COMPLETE THE FOLLOWING —
**1.** According to the pheromone article, how many men were exposed to synthetic vaginal pheromones?
**2.** Please carry on the pheromone article, starting right after its final sentence.

EXERCISE TEXT —

————————

The magic of sexual attraction
Romance has long been described as a process of bewitchment, but scientists have found that
there may be more truth to this than meets the eye.
They say female chemical messengers known as pheromones may help dupe men into thinking plain women are
more attractive and beautiful women are less attractive than they actually are.
Pheromones - the colourless, odourless chemical signals given off by the body - are thought to affect behaviour
in both animals and humans at a sub-conscious level.
Research by biologists Astrid Juette and Professor Karl Grammer from the University of Vienna has found that
men's perception of a woman's attractiveness is altered by the chemical signals she sends out.
They exposed 66 men to synthetic vaginal pheromones without their knowledge.
They then showed them a series of photographs of women and played tapes of their voices.
The pheromones, which can be perceived by the nose even though they are odourless, were then replaced by water
and the men's reactions were studied.
In each case, the men were asked to grade the women's attractiveness.
They were more likely to think the women were attractive when they were exposed to
the pheromones and the testosterone in their saliva increased.
There were also fewer differences in perceptions about attractiveness between the men
when they were under the influence of the chemical messengers.
Professor Grammer said: "The most astonishing thing is that the attractive women lose and what they lose the others gain.
"This is part of what we call the chemical warfare between the sexes, in which one tries to exploit the other."

————————

Stored entries

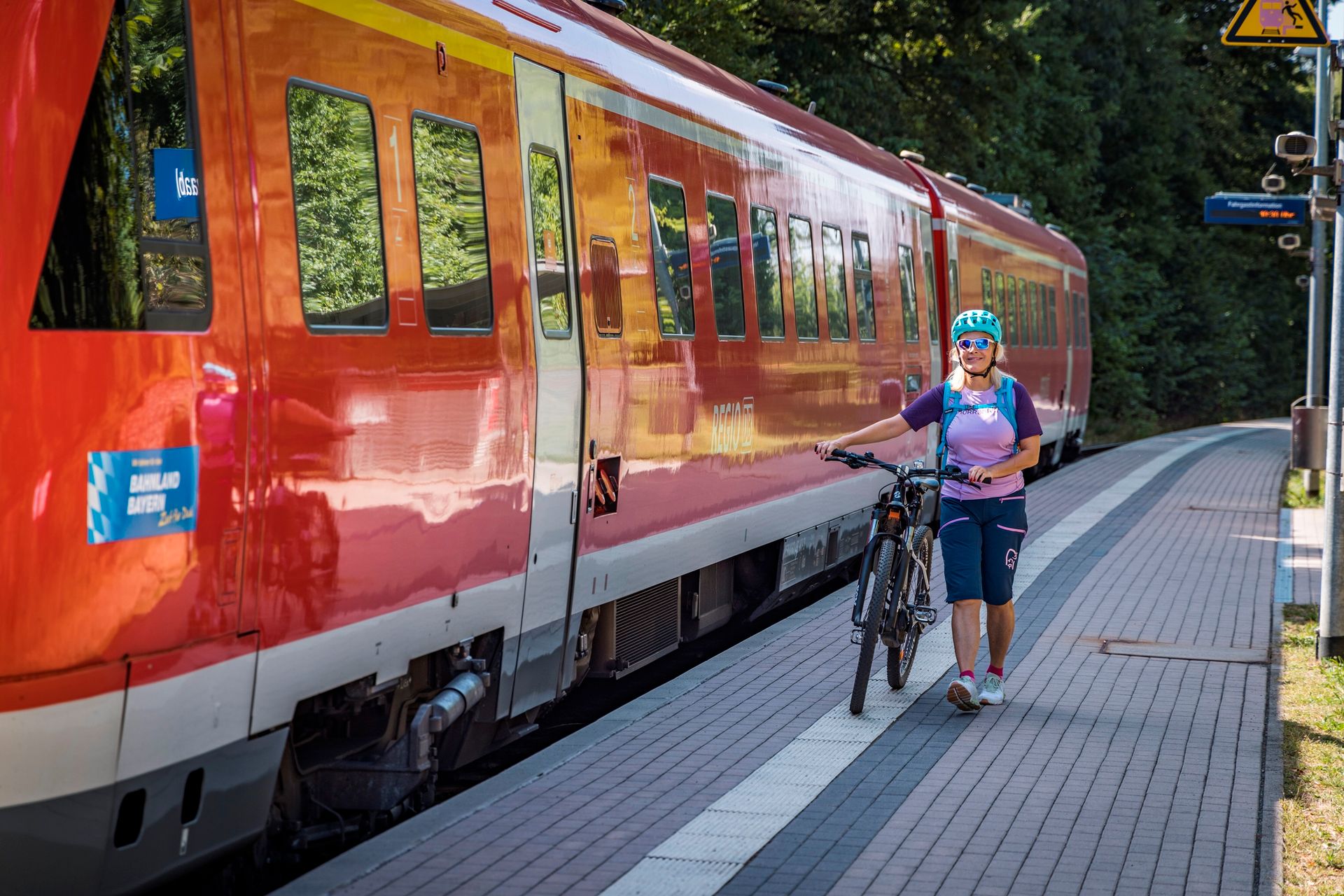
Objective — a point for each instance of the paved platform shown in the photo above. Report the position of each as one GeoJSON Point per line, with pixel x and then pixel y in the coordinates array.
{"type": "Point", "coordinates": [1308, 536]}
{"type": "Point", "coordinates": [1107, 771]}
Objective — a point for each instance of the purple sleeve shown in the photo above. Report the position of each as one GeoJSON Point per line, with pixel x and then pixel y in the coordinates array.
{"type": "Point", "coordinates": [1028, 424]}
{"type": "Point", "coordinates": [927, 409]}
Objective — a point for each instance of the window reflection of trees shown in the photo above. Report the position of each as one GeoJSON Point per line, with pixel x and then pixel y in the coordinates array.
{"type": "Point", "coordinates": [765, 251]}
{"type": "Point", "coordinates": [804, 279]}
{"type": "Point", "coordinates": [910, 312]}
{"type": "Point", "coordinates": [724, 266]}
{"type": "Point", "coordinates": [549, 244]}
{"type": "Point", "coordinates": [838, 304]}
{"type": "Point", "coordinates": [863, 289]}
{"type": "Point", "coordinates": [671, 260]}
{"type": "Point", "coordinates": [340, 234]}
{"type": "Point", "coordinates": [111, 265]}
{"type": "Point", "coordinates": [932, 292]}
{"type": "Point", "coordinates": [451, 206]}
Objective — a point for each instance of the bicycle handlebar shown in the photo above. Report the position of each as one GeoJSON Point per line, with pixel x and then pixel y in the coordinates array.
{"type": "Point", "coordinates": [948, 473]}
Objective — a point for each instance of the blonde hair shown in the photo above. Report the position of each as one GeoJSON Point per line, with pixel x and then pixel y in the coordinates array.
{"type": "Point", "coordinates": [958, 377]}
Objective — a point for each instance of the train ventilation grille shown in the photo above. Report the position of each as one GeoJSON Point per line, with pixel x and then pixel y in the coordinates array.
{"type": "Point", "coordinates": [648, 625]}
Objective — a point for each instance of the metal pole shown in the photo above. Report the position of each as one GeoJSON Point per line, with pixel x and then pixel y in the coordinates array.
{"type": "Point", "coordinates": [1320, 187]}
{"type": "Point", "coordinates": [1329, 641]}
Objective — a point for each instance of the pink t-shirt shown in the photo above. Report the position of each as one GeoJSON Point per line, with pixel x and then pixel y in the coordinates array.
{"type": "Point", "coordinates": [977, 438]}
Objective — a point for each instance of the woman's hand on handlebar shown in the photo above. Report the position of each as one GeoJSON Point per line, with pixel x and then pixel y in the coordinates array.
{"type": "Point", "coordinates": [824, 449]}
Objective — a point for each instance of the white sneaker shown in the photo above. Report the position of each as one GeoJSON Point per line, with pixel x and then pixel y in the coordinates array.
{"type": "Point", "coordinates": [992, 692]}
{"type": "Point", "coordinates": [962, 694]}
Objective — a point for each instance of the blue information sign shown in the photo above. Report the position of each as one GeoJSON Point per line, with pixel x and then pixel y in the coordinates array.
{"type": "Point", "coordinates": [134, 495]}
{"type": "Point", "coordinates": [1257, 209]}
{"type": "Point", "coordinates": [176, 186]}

————————

ANSWERS BY ITEM NUMBER —
**1.** 66 men.

**2.**
He thinks the pheromone system evolved over millions of years to help plain women
find a mate and stop very attractive women being pestered.
However, other scientists say pheromones are only one ingredient of sexual attraction and only affect physical attraction.
They do not alter a person's perception of an individual's intelligence or self assurance.
Professor Grammer presented the University of Vienna findings to a British Psychological Society (BPS) conference in London on Wednesday.
He also said the oral contraceptive pill could stop a woman producing pheromones
and undermine her ability to pick up the right chemical signals from men.
Scientists believe pheromones may help people choose biologically compatible mates.
Professor Grammer said the pheromone confusion caused by the pill could cause a woman to choose a mate
with whom she could not produce a child.
"She picks out the genetically wrong mates. It's highly possible that she will not be able to produce offspring with her mate," he said.